Your task:
Extract each line of the records below and reproduce it word for word, keeping the original order.

Data to process:
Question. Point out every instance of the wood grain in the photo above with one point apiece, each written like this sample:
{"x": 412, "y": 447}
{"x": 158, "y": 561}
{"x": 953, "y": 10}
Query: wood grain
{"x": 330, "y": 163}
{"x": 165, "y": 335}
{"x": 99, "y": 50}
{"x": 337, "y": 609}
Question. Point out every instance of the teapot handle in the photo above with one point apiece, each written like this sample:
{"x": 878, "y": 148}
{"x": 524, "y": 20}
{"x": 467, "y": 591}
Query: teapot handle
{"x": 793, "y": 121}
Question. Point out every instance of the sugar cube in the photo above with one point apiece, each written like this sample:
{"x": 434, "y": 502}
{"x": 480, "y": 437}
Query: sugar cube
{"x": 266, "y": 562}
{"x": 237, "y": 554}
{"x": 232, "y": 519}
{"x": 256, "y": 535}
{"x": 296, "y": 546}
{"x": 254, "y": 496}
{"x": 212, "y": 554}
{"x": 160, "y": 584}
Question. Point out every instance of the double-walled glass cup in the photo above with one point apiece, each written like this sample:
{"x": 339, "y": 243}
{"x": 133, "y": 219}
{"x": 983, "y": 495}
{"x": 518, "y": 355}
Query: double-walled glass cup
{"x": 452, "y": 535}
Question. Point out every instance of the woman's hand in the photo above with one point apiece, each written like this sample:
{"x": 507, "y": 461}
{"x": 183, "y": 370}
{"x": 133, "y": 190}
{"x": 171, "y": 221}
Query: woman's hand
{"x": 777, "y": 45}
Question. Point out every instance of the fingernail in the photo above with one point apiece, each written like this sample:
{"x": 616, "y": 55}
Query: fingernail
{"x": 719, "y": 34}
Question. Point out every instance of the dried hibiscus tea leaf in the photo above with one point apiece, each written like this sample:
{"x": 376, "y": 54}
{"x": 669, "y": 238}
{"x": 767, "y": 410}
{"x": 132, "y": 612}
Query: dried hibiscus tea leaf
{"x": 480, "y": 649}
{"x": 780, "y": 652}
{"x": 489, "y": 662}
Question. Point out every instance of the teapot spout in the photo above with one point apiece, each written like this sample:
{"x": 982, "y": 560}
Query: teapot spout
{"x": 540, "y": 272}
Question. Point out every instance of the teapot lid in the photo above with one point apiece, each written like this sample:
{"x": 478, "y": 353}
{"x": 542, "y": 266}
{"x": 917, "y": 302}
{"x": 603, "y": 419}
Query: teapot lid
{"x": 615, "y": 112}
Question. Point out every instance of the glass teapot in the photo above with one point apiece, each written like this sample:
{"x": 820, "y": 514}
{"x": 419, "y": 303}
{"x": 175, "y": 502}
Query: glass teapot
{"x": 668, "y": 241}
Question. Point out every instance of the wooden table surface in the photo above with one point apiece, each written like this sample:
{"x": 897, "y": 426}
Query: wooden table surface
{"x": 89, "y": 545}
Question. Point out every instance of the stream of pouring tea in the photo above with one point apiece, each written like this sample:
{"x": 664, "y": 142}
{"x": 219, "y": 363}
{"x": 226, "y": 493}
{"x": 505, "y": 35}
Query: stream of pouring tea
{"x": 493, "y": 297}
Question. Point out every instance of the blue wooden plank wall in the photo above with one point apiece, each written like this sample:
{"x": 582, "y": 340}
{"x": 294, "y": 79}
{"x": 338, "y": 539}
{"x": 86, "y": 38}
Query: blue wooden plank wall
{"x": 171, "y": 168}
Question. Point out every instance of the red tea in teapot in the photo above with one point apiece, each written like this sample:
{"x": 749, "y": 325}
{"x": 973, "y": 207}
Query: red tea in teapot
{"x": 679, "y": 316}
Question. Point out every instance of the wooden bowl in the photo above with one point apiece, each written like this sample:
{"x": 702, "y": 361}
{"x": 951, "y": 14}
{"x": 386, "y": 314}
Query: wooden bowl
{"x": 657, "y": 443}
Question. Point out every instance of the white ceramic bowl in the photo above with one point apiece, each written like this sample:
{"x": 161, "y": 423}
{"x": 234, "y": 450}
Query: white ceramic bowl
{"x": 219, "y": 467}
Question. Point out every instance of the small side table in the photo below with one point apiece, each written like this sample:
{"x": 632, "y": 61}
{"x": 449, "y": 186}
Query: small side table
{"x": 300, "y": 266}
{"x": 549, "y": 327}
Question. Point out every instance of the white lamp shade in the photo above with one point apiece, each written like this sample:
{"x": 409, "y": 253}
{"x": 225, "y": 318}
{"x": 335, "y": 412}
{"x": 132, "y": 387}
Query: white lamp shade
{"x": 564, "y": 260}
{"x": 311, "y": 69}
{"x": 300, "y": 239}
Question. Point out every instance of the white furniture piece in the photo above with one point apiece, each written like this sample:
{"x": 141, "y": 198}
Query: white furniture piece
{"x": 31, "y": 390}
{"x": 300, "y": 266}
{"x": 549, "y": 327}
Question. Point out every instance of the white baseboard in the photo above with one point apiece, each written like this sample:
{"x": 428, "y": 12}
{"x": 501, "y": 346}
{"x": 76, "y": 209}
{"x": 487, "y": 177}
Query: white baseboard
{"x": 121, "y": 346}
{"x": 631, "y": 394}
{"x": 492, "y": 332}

Answer to this problem:
Question. Point out every instance of the wood grain in the photo above with one point apiece, each written like this sample:
{"x": 412, "y": 447}
{"x": 158, "y": 561}
{"x": 953, "y": 10}
Query: wood grain
{"x": 330, "y": 163}
{"x": 165, "y": 335}
{"x": 99, "y": 50}
{"x": 337, "y": 609}
Question. Point out every instance of the teapot handle in the photo above with one point apiece, each written like this sample:
{"x": 878, "y": 148}
{"x": 524, "y": 20}
{"x": 467, "y": 591}
Query: teapot handle
{"x": 793, "y": 121}
Question. Point out every instance of the sugar cube in the photo above with one point apiece, each written like this sample:
{"x": 434, "y": 502}
{"x": 480, "y": 437}
Query: sugar cube
{"x": 266, "y": 562}
{"x": 237, "y": 554}
{"x": 232, "y": 519}
{"x": 256, "y": 535}
{"x": 296, "y": 546}
{"x": 254, "y": 496}
{"x": 212, "y": 554}
{"x": 160, "y": 584}
Question. Point out every instance of the double-walled glass cup in the photo above with one point apiece, each written like this sample:
{"x": 339, "y": 243}
{"x": 133, "y": 219}
{"x": 983, "y": 495}
{"x": 518, "y": 355}
Query: double-walled glass cup
{"x": 452, "y": 535}
Question. Point out every instance of the woman's hand in the photo above with one point apiece, each written like this sample:
{"x": 507, "y": 461}
{"x": 183, "y": 370}
{"x": 133, "y": 190}
{"x": 171, "y": 221}
Query: woman's hand
{"x": 777, "y": 45}
Question. Point out every instance of the fingernail in the photo above with one point apiece, each written like this sample:
{"x": 616, "y": 55}
Query: fingernail
{"x": 719, "y": 34}
Question. Point out every instance of the dried hibiscus tea leaf in the photo above with one point apiece, each written like this sample:
{"x": 376, "y": 54}
{"x": 669, "y": 238}
{"x": 767, "y": 410}
{"x": 132, "y": 612}
Query: dried hibiscus tea leaf
{"x": 480, "y": 649}
{"x": 780, "y": 652}
{"x": 489, "y": 662}
Question. Point out every instance of the teapot spout in the photo above with one point apiece, each written like this sample:
{"x": 982, "y": 560}
Query: teapot spout
{"x": 540, "y": 272}
Question. Point out every instance of the teapot lid in the photo above with one point apiece, each written like this sample:
{"x": 478, "y": 353}
{"x": 542, "y": 266}
{"x": 917, "y": 302}
{"x": 603, "y": 419}
Query: teapot lid
{"x": 615, "y": 112}
Question. Point out every instance of the glass teapot in the photo above with one point apiece, each written like this sample:
{"x": 820, "y": 514}
{"x": 419, "y": 303}
{"x": 175, "y": 502}
Query: glass teapot
{"x": 668, "y": 241}
Question. Point out every instance of the wooden table surface in the photo above with one point apiece, each written like this sample:
{"x": 897, "y": 426}
Query: wooden table surface
{"x": 89, "y": 545}
Question. Point out every instance of the stream of pouring tea in the photo above with one point apiece, each written like this sample:
{"x": 664, "y": 142}
{"x": 219, "y": 363}
{"x": 226, "y": 493}
{"x": 505, "y": 35}
Query: stream of pouring tea
{"x": 493, "y": 297}
Question. Point out every instance of the blue wooden plank wall in the photo above with one point apiece, each written like this sample:
{"x": 582, "y": 340}
{"x": 294, "y": 79}
{"x": 338, "y": 539}
{"x": 86, "y": 38}
Query: blue wooden plank wall
{"x": 171, "y": 168}
Question. Point out every instance of the red tea in teapot in the photo above with one point apiece, each written like this sample:
{"x": 749, "y": 325}
{"x": 973, "y": 207}
Query: red tea in teapot
{"x": 679, "y": 316}
Question. Point out every instance of the wooden bowl in the photo above with one point apiece, each written like this sample:
{"x": 702, "y": 361}
{"x": 951, "y": 14}
{"x": 386, "y": 314}
Query: wooden bowl
{"x": 657, "y": 443}
Question. Point out every instance of the white ceramic bowl in the photo above with one point apiece, each written like this sample:
{"x": 161, "y": 423}
{"x": 234, "y": 450}
Query: white ceramic bowl
{"x": 219, "y": 467}
Question. Point out every instance of the small side table in the photo below with one point apiece, each written like this sample:
{"x": 632, "y": 61}
{"x": 449, "y": 186}
Query: small side table
{"x": 300, "y": 266}
{"x": 549, "y": 327}
Question. Point out every instance of the white lamp shade in the photo above with one point apiece, each written like this sample:
{"x": 409, "y": 253}
{"x": 225, "y": 318}
{"x": 335, "y": 412}
{"x": 132, "y": 387}
Query: white lamp shade
{"x": 564, "y": 260}
{"x": 311, "y": 69}
{"x": 300, "y": 239}
Question. Point out every instance of the white furniture piece in the photo above with one point apiece, each written like this sample:
{"x": 141, "y": 198}
Query: white furniture piece
{"x": 31, "y": 390}
{"x": 300, "y": 266}
{"x": 549, "y": 327}
Question. Point out every instance of the white baseboard in the photo above with one point apiece, each written like this sample:
{"x": 428, "y": 12}
{"x": 501, "y": 346}
{"x": 76, "y": 209}
{"x": 487, "y": 177}
Query: white baseboard
{"x": 121, "y": 346}
{"x": 631, "y": 394}
{"x": 492, "y": 332}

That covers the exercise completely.